Excerpts from a dataset |
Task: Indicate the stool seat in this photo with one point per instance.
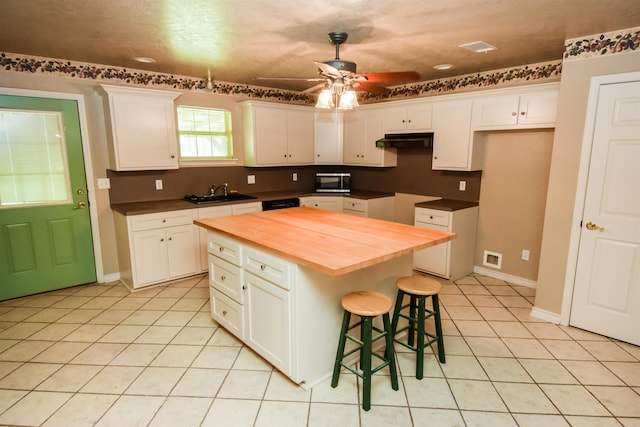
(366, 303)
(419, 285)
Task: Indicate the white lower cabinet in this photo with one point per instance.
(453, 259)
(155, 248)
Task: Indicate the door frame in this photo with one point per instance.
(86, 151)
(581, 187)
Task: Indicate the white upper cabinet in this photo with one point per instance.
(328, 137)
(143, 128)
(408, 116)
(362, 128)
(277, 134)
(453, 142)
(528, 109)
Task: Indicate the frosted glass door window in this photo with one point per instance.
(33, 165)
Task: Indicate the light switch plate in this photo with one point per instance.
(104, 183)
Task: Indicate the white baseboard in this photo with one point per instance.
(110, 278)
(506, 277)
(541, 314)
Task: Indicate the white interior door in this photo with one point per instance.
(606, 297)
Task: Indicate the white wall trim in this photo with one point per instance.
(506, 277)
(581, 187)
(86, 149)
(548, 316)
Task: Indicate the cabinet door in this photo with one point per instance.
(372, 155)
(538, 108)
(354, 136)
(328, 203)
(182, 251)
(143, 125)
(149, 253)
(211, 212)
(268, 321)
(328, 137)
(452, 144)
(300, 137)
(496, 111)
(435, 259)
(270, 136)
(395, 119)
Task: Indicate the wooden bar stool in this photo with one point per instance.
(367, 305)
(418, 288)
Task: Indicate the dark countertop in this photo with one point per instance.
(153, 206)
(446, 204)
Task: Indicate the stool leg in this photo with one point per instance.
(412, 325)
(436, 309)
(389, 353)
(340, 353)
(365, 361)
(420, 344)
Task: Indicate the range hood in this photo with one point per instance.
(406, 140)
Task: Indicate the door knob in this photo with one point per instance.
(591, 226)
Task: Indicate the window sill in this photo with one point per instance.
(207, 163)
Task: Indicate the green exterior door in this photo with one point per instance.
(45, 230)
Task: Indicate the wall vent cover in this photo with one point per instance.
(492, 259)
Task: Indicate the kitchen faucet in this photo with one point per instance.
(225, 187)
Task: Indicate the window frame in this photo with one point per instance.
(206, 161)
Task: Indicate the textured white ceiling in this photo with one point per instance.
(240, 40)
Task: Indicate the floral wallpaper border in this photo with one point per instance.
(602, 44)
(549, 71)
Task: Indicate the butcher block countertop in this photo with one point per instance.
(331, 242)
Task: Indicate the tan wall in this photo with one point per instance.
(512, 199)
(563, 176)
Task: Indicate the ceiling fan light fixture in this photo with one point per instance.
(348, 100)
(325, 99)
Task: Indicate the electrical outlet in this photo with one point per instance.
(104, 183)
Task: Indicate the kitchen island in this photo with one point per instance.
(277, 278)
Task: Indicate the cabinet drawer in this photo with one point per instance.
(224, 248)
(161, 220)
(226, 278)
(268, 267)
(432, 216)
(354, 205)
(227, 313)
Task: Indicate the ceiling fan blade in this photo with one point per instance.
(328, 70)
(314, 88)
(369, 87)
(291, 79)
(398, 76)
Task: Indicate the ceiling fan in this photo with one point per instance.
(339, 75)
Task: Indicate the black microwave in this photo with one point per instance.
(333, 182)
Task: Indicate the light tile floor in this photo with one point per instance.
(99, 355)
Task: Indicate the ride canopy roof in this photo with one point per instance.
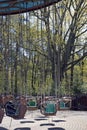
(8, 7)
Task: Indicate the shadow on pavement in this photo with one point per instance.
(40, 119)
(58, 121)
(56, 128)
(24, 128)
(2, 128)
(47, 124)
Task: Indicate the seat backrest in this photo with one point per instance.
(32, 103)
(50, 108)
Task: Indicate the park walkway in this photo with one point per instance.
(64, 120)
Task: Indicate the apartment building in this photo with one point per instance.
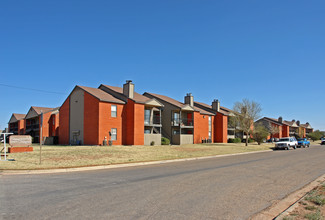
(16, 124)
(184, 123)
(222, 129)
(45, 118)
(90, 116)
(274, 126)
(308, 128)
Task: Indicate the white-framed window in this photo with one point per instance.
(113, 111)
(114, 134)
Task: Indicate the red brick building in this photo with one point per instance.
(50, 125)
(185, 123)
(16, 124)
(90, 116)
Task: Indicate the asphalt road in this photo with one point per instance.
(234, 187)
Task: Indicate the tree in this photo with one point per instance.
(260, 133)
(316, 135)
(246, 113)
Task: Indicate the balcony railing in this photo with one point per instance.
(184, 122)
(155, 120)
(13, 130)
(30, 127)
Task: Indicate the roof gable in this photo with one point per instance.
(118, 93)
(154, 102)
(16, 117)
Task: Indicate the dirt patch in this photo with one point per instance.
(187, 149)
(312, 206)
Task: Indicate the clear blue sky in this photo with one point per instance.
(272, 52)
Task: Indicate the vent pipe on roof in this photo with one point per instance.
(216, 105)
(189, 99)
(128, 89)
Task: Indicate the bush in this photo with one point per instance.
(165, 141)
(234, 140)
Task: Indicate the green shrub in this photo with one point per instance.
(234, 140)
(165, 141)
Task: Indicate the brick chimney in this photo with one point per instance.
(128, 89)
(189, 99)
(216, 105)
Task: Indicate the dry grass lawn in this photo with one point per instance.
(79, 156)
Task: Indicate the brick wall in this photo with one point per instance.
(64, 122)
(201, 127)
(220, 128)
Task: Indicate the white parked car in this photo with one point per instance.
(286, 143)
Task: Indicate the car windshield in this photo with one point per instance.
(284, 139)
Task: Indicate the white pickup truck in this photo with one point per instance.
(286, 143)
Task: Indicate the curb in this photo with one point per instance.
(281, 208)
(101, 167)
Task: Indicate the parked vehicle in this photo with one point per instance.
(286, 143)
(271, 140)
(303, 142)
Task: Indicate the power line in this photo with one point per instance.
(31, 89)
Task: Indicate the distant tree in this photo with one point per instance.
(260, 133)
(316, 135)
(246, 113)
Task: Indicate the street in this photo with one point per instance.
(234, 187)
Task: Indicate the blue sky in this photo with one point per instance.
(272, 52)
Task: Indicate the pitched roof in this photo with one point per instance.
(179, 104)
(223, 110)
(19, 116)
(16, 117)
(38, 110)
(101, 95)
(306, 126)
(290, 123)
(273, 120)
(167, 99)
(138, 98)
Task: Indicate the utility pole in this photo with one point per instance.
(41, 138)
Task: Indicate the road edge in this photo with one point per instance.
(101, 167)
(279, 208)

* * *

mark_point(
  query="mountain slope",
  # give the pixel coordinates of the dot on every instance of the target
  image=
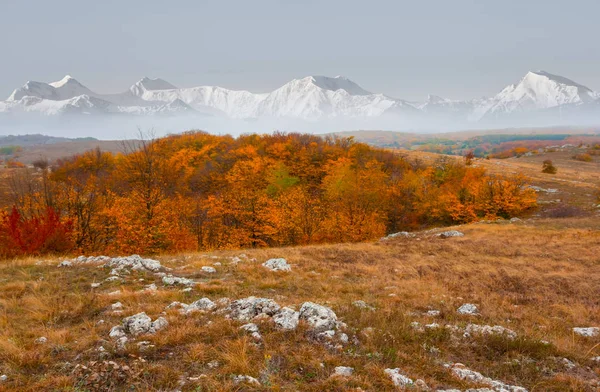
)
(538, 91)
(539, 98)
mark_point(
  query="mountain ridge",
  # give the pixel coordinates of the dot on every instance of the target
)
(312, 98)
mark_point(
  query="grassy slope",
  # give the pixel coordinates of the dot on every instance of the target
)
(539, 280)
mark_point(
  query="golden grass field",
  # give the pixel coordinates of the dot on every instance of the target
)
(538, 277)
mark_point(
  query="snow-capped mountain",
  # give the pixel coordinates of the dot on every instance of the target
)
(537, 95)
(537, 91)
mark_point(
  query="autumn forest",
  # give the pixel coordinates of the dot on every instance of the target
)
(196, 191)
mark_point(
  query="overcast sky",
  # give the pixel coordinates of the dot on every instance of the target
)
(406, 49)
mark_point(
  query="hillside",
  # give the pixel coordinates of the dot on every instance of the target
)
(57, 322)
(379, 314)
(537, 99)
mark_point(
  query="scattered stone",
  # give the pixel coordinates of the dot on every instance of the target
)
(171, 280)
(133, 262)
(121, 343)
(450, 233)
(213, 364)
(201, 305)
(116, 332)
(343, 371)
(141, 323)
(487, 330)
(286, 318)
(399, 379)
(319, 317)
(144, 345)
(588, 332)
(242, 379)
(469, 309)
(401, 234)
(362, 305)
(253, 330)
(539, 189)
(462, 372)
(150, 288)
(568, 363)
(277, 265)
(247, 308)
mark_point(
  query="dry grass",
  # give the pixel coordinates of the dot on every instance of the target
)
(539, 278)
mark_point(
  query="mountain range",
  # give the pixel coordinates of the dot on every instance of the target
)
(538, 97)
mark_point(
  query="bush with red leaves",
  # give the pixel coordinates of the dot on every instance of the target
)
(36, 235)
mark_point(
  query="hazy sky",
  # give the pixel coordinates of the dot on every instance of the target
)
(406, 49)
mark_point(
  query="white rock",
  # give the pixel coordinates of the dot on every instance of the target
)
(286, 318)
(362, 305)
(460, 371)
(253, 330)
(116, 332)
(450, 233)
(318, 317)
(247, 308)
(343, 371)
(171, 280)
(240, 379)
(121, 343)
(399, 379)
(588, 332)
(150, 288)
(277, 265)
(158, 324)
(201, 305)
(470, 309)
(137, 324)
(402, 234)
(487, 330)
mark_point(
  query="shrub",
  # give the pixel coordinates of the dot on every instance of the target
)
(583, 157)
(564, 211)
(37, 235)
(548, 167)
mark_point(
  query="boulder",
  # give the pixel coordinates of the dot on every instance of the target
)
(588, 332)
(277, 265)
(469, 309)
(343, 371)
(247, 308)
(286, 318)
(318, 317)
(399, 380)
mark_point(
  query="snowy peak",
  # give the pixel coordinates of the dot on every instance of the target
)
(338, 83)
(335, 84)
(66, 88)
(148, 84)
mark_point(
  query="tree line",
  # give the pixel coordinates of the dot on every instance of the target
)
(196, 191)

EXERCISE DIRECTIONS |
Lines holding the word "mountain" should be copied from the entries above.

TASK SOLUTION |
  query="mountain slope",
  query="mountain ridge",
  query="snow-capped mountain",
  query="mountain range",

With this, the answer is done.